- _Task instructions_
State how many lines of the material below contain the string "front". Reply with the number alone.

- _Extracted material_

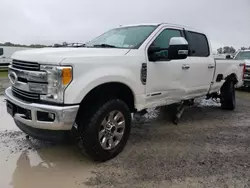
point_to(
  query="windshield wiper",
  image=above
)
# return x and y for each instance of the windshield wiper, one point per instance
(105, 46)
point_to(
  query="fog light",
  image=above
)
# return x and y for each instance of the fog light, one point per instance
(45, 116)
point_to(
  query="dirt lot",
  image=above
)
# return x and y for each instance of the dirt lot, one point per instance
(209, 148)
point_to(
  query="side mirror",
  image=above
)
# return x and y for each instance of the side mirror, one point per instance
(1, 51)
(178, 48)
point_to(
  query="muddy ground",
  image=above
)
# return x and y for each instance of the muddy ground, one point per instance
(209, 148)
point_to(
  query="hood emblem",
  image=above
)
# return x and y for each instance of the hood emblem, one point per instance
(13, 77)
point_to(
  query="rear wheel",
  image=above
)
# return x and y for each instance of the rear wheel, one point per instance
(228, 100)
(105, 133)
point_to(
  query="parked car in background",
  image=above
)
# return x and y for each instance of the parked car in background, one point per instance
(93, 89)
(245, 55)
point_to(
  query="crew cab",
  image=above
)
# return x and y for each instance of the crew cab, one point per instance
(94, 88)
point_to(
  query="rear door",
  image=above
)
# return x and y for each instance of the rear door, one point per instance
(202, 64)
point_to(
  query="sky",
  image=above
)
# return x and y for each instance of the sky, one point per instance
(226, 22)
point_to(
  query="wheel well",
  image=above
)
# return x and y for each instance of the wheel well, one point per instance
(104, 92)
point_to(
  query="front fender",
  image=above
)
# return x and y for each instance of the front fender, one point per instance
(85, 82)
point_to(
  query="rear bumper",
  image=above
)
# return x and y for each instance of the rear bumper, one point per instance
(64, 116)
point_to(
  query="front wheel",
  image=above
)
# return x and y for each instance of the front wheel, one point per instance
(228, 96)
(105, 133)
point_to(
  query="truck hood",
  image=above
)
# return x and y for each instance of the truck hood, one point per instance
(56, 55)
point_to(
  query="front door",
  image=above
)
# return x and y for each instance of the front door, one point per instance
(166, 80)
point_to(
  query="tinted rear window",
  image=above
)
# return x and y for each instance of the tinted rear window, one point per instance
(198, 44)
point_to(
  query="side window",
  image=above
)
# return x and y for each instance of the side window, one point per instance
(198, 44)
(162, 41)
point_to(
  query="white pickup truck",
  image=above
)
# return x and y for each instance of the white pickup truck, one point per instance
(96, 87)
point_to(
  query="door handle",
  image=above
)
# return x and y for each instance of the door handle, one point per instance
(210, 66)
(185, 67)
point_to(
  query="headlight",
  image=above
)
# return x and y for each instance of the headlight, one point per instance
(58, 79)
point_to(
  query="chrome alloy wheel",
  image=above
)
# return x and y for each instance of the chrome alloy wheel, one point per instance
(111, 130)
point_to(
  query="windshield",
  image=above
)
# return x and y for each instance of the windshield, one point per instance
(124, 37)
(243, 55)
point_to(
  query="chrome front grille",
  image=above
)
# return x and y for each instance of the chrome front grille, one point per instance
(24, 95)
(24, 65)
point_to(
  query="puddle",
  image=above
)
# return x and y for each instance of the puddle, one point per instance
(57, 166)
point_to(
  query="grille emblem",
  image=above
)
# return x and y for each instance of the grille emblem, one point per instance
(13, 77)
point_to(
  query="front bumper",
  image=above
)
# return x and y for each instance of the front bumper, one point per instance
(63, 120)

- _Task solution_
10